→ TEXTO SELECCIONADO:
.....

Y desde el diario íntimo, desde la narración en primera persona, Flores de Fuego (2020) de Oscar X. Illinworth, retoma en 18 minutos el imaginario de la muerte en tiempos de la COVID-19. El cineasta usa el collage para retratar un sentimiento conflictivo: la desaparición de su padre quien elige ir a sufrir las consecuencias de la enfermedad a la casa de una segunda familia que estuvo años oculta. Desde este hecho, de sorpresa y decepción, Illinworth propone un abordaje de lo obsceno, usando las fotografías impresas en un diario de los fallecidos en las calles en Guayaquil a inicios de pandemia.

.....

→ LO QUE SE PIDE: Copia cada fragmento del texto sobre Flores de Fuego que empieza con la palabra «desde» (con mayúscula o minúscula) y llega hasta la coma siguiente, sin incluir la coma. Los ítems no tienen relación con el texto sobre Flores de Fuego.

→ DATOS EXTRAÍDOS:
.....

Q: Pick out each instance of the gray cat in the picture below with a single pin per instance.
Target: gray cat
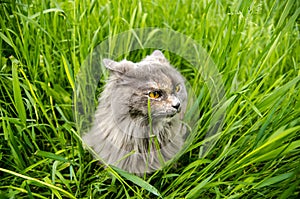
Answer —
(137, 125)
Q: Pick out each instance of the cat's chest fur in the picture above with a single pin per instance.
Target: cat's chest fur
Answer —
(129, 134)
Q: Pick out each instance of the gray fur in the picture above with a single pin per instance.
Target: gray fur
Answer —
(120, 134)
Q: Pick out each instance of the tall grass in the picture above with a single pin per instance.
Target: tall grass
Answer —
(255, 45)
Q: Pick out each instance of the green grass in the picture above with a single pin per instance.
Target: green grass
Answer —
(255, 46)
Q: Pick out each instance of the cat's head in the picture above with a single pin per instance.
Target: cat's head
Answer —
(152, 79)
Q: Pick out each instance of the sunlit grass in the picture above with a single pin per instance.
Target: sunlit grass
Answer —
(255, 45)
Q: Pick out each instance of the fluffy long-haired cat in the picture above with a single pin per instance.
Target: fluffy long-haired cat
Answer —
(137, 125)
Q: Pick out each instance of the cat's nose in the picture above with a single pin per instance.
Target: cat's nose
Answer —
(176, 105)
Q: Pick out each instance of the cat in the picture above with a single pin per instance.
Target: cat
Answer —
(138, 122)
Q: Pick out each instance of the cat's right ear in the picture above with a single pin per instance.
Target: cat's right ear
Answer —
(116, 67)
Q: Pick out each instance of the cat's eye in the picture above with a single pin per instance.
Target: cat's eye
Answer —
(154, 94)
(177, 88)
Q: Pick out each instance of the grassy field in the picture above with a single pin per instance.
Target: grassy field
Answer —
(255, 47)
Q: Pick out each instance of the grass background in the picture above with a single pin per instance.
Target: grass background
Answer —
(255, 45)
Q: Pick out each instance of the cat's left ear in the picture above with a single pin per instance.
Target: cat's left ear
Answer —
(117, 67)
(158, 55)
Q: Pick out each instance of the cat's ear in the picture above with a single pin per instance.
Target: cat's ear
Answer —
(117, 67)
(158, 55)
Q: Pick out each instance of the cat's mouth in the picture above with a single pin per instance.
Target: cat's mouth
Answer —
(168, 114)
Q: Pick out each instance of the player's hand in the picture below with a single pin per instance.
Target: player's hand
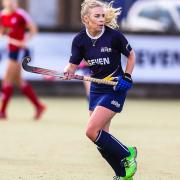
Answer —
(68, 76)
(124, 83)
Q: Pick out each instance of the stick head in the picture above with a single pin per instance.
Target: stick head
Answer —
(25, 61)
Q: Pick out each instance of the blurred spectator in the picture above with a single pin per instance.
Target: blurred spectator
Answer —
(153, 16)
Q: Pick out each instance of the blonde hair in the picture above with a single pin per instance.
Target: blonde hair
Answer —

.....

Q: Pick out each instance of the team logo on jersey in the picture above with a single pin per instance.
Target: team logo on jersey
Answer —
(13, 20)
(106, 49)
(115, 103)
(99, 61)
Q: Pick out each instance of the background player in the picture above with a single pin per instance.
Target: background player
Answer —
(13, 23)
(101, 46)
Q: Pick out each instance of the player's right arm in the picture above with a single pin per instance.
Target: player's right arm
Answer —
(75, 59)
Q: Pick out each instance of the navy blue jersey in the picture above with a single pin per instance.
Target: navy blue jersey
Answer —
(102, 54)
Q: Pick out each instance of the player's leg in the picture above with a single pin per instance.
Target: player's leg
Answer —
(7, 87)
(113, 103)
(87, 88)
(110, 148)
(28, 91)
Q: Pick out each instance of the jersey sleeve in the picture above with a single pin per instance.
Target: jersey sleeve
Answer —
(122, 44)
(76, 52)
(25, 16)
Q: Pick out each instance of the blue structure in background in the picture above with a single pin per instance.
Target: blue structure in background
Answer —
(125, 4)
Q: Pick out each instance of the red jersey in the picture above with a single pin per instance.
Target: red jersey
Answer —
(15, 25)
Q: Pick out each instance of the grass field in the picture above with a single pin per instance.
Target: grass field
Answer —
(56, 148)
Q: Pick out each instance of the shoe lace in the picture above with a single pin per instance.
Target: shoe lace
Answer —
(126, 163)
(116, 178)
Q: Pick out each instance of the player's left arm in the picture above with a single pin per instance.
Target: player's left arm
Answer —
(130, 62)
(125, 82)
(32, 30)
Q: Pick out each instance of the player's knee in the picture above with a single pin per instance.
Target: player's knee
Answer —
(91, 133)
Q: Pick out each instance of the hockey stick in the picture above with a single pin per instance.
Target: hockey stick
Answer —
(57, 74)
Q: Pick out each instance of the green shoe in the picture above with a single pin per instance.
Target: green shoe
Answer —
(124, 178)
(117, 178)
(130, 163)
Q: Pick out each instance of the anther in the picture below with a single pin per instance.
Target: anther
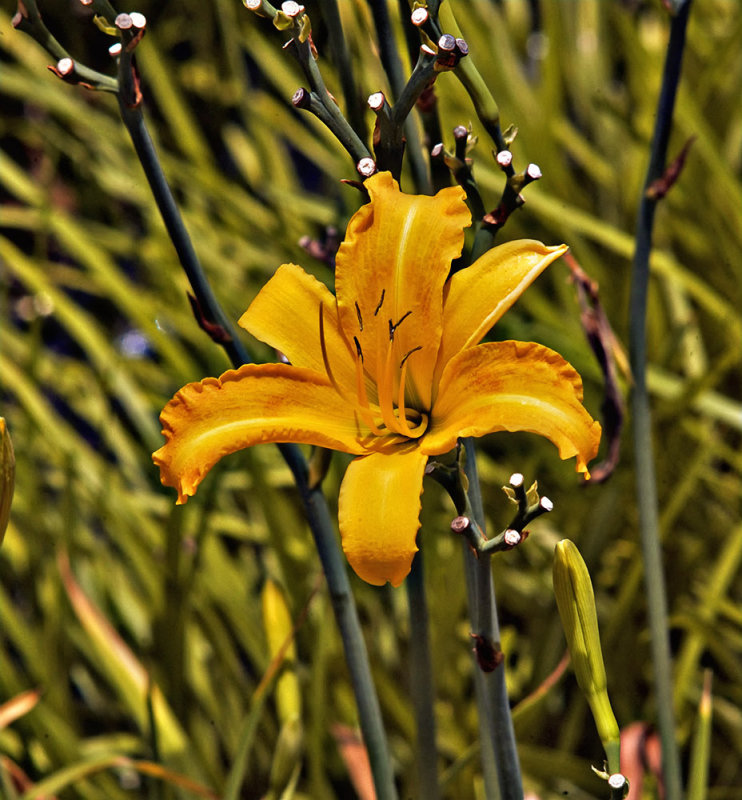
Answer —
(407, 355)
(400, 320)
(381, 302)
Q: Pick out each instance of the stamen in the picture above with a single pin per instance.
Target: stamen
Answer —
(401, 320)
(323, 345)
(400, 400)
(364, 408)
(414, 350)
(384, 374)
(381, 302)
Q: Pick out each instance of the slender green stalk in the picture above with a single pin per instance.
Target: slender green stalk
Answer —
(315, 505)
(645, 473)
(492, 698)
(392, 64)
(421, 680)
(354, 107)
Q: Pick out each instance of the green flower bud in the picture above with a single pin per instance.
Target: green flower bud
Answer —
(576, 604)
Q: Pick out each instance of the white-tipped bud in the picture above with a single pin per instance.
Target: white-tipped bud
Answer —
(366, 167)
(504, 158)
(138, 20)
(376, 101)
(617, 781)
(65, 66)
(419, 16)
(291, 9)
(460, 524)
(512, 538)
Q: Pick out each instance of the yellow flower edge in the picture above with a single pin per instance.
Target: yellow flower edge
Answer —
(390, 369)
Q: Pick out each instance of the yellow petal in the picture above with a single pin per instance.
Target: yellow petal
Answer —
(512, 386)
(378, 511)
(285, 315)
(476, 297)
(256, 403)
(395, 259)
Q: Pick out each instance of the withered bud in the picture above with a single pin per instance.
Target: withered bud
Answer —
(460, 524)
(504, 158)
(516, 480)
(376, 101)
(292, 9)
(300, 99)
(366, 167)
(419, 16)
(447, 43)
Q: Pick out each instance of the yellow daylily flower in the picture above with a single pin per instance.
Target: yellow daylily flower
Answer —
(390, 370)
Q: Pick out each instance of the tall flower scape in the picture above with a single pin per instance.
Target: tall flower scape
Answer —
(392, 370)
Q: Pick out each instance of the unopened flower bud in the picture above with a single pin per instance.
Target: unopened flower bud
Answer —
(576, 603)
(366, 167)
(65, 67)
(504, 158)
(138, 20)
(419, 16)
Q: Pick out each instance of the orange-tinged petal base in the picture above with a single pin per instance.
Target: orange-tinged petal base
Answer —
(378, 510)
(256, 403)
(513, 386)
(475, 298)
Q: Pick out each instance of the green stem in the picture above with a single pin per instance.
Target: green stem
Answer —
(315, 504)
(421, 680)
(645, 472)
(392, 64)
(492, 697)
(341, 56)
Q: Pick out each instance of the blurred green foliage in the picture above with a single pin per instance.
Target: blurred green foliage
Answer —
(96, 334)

.....

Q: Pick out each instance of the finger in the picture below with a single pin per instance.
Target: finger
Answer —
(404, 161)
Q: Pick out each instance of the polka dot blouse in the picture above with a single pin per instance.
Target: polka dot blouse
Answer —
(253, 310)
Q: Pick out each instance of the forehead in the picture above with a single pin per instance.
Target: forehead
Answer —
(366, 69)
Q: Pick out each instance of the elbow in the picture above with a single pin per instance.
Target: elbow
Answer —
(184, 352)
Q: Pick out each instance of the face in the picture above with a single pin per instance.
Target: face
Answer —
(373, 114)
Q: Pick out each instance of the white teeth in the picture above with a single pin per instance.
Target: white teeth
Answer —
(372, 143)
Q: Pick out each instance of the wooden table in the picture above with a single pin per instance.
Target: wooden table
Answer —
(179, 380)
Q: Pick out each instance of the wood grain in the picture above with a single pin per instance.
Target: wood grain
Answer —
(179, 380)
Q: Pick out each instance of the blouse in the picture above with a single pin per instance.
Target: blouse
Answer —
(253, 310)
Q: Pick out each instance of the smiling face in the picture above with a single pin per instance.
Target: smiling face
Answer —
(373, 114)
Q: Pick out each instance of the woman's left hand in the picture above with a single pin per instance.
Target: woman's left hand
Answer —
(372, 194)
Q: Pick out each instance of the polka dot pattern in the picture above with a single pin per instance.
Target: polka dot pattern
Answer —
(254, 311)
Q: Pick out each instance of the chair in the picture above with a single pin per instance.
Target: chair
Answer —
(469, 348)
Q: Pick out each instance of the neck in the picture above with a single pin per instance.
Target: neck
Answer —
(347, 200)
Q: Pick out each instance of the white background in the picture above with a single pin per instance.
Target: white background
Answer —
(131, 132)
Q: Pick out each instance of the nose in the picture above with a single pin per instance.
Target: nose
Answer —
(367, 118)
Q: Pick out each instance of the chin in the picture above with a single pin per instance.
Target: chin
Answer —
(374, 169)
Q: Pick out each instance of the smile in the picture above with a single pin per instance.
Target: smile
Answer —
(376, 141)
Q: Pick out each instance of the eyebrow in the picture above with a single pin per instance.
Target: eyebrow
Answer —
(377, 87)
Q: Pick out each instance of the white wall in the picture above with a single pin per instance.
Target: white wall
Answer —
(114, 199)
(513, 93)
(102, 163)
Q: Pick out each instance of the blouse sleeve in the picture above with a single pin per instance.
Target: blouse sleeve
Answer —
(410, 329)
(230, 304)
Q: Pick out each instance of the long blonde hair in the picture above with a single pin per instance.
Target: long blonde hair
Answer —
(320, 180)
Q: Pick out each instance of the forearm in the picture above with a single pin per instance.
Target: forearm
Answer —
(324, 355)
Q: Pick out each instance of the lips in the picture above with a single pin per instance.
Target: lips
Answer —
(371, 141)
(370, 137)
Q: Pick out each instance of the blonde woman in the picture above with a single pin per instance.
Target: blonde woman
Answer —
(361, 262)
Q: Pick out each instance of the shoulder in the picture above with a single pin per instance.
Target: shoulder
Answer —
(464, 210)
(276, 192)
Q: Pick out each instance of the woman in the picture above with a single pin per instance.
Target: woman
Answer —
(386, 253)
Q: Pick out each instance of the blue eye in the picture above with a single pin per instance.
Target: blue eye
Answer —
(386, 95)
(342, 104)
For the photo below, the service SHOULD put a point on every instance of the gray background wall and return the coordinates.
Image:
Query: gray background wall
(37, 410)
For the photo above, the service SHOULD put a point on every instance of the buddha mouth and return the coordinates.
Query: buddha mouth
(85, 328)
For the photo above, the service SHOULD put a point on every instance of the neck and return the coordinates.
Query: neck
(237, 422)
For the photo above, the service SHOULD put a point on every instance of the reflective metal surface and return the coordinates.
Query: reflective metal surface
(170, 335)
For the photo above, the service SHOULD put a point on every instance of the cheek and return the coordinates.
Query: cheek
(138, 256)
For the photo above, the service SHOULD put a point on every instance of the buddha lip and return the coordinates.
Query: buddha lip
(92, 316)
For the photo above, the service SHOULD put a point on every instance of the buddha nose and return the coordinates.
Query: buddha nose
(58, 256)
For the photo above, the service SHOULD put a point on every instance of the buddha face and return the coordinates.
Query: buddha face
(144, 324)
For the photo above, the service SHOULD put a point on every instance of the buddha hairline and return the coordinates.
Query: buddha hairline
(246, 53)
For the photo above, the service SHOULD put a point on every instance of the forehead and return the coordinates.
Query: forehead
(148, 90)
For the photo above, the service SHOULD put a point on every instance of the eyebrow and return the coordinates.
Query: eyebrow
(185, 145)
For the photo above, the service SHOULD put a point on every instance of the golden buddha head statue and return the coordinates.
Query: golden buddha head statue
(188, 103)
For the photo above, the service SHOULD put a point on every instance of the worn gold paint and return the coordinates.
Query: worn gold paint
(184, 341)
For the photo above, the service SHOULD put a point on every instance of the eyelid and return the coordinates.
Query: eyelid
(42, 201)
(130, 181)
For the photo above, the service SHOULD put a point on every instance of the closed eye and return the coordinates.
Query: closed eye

.....

→ SOLUCIÓN:
desde el diario íntimo
desde la narración en primera persona
Desde este hecho